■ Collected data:
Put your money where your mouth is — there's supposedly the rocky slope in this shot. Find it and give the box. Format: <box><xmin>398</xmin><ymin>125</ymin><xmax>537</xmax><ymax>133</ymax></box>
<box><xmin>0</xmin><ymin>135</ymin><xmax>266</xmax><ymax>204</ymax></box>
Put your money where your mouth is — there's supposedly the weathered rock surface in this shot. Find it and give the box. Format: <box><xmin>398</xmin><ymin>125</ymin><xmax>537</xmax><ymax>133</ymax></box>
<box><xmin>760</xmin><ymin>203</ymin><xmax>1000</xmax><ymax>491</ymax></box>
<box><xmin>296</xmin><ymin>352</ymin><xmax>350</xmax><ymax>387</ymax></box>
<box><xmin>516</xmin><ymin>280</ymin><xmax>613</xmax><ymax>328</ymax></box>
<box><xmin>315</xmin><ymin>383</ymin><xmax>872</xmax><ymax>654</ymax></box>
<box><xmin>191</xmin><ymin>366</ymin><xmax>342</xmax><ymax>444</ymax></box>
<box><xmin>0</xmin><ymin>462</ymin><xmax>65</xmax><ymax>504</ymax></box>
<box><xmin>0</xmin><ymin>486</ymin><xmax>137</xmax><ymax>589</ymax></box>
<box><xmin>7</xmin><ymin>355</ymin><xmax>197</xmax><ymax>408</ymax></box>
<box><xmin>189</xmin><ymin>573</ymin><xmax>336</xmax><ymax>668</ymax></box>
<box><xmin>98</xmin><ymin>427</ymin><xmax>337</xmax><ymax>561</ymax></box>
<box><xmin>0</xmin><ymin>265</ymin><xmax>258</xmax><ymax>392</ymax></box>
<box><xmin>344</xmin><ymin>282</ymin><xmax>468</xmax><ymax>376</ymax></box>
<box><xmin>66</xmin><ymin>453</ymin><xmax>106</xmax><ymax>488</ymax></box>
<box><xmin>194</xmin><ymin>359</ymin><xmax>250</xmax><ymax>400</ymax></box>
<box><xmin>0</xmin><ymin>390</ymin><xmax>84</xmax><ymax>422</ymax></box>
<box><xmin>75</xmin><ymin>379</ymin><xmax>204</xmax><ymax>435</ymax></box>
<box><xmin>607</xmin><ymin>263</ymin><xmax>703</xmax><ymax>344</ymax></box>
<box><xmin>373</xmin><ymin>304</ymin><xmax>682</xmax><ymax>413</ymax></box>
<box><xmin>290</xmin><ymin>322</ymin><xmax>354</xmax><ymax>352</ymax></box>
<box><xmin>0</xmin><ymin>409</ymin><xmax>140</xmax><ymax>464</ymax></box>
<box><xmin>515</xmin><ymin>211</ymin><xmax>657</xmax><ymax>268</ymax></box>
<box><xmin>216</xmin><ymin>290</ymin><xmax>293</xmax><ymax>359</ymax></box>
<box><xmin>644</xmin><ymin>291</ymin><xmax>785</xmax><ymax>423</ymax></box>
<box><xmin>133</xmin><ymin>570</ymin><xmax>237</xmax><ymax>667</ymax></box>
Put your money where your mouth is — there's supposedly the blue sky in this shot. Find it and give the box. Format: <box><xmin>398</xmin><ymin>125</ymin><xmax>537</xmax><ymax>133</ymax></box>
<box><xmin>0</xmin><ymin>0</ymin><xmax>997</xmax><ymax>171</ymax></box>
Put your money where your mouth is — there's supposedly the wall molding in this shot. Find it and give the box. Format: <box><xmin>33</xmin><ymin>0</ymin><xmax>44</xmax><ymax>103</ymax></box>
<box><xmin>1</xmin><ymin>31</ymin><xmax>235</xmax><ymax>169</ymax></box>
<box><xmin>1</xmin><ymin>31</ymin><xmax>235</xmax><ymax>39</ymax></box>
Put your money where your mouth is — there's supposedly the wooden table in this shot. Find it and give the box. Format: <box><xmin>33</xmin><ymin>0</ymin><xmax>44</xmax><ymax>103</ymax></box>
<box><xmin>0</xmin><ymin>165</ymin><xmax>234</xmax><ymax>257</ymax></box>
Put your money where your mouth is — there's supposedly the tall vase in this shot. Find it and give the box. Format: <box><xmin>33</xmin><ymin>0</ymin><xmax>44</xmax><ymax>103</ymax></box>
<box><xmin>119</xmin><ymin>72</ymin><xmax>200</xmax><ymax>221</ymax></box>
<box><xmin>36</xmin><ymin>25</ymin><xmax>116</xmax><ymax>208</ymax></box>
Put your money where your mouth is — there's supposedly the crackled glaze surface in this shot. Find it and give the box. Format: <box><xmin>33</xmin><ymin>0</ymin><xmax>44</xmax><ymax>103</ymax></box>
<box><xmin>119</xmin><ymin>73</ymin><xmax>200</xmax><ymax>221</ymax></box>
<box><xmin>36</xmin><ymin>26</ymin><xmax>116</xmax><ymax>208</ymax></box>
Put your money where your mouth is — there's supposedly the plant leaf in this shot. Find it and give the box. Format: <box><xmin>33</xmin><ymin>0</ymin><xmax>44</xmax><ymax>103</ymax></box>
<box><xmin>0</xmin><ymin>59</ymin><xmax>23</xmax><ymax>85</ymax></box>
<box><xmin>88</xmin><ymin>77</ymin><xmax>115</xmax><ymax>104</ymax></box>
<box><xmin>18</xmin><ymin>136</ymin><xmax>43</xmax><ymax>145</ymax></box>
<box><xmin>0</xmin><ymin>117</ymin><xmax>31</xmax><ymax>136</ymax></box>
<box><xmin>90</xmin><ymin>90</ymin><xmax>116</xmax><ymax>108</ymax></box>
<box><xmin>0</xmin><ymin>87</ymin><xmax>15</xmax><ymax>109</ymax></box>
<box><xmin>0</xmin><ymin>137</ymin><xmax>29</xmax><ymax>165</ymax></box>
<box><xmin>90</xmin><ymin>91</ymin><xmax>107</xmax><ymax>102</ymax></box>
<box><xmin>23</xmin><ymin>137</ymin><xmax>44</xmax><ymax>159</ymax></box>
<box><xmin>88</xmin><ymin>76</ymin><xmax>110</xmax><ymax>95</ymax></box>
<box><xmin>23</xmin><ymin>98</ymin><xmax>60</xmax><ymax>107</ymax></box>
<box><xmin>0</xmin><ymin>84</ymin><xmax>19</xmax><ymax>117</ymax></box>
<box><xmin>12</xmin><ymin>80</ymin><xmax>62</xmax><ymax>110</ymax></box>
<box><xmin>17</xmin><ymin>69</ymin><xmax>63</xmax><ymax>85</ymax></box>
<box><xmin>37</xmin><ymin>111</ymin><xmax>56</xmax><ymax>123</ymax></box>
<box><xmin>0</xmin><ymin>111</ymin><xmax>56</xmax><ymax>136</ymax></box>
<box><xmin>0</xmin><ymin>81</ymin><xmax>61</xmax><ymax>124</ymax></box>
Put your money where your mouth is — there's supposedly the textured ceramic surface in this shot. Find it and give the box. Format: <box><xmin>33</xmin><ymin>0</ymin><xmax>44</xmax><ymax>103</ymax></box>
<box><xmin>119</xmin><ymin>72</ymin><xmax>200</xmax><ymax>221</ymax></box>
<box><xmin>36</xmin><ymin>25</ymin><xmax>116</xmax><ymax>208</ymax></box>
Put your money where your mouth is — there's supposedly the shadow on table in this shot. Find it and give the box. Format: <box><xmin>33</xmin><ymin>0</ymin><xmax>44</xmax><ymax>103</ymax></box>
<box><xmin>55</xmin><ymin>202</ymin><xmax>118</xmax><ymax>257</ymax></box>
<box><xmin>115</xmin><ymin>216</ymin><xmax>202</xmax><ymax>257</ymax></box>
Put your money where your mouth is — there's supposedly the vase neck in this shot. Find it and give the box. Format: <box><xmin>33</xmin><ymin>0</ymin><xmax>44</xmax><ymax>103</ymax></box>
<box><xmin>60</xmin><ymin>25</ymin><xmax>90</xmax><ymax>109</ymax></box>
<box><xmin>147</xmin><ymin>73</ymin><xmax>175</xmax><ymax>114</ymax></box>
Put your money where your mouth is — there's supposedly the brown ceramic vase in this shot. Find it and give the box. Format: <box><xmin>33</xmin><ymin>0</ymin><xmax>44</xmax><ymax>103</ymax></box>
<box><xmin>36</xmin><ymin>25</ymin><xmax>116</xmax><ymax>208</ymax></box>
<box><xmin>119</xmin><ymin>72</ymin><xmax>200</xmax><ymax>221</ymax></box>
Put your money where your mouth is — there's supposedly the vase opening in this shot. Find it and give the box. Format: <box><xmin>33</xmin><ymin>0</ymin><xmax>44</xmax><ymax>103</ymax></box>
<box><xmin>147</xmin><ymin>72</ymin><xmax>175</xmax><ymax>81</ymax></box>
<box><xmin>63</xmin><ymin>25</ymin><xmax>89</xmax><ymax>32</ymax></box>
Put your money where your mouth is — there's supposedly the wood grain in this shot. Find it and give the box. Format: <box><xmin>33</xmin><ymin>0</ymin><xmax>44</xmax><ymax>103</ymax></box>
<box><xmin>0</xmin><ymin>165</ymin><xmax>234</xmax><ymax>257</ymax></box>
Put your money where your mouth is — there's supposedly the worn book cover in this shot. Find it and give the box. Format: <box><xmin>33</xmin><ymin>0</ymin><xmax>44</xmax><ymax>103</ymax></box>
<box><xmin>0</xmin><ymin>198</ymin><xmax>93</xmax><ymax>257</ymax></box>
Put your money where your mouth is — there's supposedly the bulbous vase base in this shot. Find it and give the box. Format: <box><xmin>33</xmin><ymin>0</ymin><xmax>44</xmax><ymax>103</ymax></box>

■ Your goal: Your output should be the lines from the one with "the wood grain" through the last line of the entries above, copied exactly and nothing more.

■ Result of this task:
Put your money where your mouth is — there's supposedly the wood grain in this shot. Find it and give the box. Format: <box><xmin>33</xmin><ymin>0</ymin><xmax>44</xmax><ymax>103</ymax></box>
<box><xmin>0</xmin><ymin>165</ymin><xmax>234</xmax><ymax>257</ymax></box>
Put your money where your mouth is — there's supposedly the worn book cover in this shot. Find it and give the box. Format: <box><xmin>33</xmin><ymin>0</ymin><xmax>44</xmax><ymax>103</ymax></box>
<box><xmin>0</xmin><ymin>198</ymin><xmax>93</xmax><ymax>257</ymax></box>
Put your money where your mouth is — there's supposedly the bulbous vase base in this shot. Find it and give the box. Format: <box><xmin>33</xmin><ymin>0</ymin><xmax>44</xmax><ymax>103</ymax></box>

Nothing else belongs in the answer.